:: Source ::
======

Ack, life happens fast! I'm headed out today for the first-stage move to Austin, TX. (Final push is July 10). So...for anyone who does care (and bless you a million zillion times if you do!), we're talking a bit of a blog hiatus as I get organized. But then maybe it'll be more exciting than ever...?


Monday, June 21, 2010

summer solstice dance party.

FYI: Today, June 21st, is the summer solstice in the northern hemisphere. It's officially summer! It's the longest day of the year; supposedly crazy shit can happen on this day. So be careful. But also dream big. William Shakespeare called today "Midsummer"; in "A Midsummer Night's Dream," he wrote, "Whatever is dreamed on this night, will come to pass." Many cultures believe that it's the most magical night of the year, in fact.

This afternoon I had an Abba attack. You read that right. It happens every once in awhile; I inherited this tick from my mother. She used to sing "Fernando" to sing me to sleep at night. My uncle walked into Starbucks today as I was blaring my ears out; I said to him, "I don't know how I'm going to work this Abba energy out." He replied, "Maybe it will help if you talk about it? When did it start?" I told him, about five minutes prior. He laughed and had no solutions.

My favorite?

Don't go wasting your emotions. Lay all your love on me.


Sunday, June 20, 2010

Work it.

First off, cheers to all the fathers out there. This morning I presented my own father with another one of the silk Hawaiian-print shirts he loves. I gave up trying to persuade him against them long ago. Whatever makes him happy, eh.

======

:: To do ::
Sum up the blog posts above in three sentences.

:: Dataset ::
======

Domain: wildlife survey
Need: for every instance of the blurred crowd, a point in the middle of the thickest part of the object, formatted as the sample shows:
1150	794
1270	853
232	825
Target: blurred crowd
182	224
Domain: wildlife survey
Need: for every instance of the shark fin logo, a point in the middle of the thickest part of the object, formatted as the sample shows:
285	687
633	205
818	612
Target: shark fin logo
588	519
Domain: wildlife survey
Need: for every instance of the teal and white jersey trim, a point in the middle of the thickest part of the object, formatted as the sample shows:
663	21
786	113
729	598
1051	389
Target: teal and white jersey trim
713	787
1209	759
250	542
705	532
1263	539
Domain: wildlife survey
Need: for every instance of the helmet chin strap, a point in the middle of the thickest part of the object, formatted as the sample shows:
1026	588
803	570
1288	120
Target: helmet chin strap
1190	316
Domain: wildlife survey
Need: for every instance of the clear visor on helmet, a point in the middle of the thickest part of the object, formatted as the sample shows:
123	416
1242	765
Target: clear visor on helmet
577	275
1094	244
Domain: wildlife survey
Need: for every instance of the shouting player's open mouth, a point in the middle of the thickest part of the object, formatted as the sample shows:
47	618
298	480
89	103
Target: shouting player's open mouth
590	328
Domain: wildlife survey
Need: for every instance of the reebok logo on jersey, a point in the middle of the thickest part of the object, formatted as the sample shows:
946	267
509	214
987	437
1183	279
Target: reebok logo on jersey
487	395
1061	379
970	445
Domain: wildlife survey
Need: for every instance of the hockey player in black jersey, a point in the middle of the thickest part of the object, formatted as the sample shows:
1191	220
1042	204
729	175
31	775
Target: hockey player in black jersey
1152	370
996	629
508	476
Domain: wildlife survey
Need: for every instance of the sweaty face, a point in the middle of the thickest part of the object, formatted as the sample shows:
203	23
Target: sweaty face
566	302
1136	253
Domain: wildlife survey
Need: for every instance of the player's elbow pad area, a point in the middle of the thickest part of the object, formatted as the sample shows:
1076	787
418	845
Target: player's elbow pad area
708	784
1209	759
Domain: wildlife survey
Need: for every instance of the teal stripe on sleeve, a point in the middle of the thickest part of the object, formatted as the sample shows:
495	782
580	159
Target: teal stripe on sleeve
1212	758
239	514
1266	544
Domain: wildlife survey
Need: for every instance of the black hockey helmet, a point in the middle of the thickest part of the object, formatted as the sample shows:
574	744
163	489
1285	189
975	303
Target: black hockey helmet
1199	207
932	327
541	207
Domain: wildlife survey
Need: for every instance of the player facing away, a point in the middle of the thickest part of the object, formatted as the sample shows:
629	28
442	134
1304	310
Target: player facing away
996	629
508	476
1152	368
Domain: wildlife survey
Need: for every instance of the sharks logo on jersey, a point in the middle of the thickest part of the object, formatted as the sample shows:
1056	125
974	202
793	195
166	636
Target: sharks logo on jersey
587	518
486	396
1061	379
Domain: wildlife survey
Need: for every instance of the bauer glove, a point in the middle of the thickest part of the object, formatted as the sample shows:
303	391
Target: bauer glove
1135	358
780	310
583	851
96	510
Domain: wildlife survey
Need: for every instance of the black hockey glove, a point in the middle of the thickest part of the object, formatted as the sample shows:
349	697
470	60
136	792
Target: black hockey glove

======

:: Solution to this task ::
The writer is starting the first stage of a move to Austin, Texas, with the final push on July 10, and warns of a blog break. A June 21, 2010 post marks the summer solstice, quotes Shakespeare's line that whatever is dreamed on Midsummer night will come to pass, and describes an afternoon "Abba attack" inherited from the writer's mother, which an uncle laughed at but could not solve. A June 20 post cheers all fathers and tells how the writer gave their own father another of the silk Hawaiian-print shirts he loves.